____ Task material
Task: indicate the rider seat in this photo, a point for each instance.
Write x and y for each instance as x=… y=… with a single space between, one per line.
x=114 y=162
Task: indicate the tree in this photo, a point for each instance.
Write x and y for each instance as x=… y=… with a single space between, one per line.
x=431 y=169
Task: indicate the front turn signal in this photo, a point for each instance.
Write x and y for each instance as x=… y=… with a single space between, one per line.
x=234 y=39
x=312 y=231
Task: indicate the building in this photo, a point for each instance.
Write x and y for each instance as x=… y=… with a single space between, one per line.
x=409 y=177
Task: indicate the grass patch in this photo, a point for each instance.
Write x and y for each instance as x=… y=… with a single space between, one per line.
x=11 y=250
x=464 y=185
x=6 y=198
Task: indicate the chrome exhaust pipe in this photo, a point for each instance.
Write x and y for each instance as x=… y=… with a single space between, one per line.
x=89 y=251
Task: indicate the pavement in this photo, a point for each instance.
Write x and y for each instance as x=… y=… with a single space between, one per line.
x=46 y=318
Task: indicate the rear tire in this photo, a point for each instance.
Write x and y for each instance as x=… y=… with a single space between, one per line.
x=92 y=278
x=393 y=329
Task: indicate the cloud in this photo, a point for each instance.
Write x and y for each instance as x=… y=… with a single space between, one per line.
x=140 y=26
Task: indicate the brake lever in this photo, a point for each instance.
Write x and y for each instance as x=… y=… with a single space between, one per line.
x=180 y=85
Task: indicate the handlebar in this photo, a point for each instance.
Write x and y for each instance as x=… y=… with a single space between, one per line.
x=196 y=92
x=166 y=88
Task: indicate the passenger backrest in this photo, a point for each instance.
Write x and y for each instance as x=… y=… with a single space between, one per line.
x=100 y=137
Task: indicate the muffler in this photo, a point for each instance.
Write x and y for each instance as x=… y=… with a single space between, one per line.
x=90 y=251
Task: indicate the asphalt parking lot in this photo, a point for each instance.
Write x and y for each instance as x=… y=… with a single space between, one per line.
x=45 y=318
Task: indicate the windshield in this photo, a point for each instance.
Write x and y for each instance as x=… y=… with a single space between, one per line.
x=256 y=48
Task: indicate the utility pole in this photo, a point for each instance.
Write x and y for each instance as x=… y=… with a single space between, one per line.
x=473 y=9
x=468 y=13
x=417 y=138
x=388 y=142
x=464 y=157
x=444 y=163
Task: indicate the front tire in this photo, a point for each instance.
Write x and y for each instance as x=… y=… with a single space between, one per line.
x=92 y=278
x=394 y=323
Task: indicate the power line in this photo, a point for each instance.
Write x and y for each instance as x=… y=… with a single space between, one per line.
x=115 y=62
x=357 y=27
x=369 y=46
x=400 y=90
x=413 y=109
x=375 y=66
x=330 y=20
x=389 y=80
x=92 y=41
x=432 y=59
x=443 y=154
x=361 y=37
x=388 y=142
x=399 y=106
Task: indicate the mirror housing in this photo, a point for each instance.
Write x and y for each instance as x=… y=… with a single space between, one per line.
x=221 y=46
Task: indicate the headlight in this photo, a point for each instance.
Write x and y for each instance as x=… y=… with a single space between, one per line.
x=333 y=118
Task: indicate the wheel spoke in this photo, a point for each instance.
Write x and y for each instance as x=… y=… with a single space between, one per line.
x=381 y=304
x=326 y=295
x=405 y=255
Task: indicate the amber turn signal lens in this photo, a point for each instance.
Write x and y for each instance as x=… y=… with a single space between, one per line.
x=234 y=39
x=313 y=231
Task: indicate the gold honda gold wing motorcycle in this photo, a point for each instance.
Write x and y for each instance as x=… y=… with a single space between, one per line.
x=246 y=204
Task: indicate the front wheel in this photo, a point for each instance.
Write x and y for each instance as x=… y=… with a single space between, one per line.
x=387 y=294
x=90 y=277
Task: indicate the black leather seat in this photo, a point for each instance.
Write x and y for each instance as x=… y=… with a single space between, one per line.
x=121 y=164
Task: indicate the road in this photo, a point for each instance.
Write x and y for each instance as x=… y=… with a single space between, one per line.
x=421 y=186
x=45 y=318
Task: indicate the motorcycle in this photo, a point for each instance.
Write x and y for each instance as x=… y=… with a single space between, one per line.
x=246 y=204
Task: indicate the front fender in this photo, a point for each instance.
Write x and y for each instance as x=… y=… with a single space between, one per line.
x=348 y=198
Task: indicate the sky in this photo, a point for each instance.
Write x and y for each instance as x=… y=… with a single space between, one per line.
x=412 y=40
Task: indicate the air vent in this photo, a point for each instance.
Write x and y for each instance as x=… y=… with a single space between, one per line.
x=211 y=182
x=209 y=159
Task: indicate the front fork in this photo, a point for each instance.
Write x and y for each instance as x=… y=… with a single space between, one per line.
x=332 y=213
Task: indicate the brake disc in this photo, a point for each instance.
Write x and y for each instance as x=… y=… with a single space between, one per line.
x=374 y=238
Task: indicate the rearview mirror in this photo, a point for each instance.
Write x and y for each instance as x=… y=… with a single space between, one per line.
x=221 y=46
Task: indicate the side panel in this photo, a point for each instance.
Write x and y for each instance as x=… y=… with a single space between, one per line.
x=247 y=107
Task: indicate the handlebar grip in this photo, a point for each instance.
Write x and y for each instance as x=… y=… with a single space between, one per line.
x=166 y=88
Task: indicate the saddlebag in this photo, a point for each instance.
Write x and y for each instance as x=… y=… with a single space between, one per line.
________
● **Directions**: Look for the string "seat" in the records, and copy every line where it is found.

● **Result for this task**:
Task: indicate the rider seat in this photo, a point for each instance.
Task: indicate the black leather seat in this photo, a point for each instance.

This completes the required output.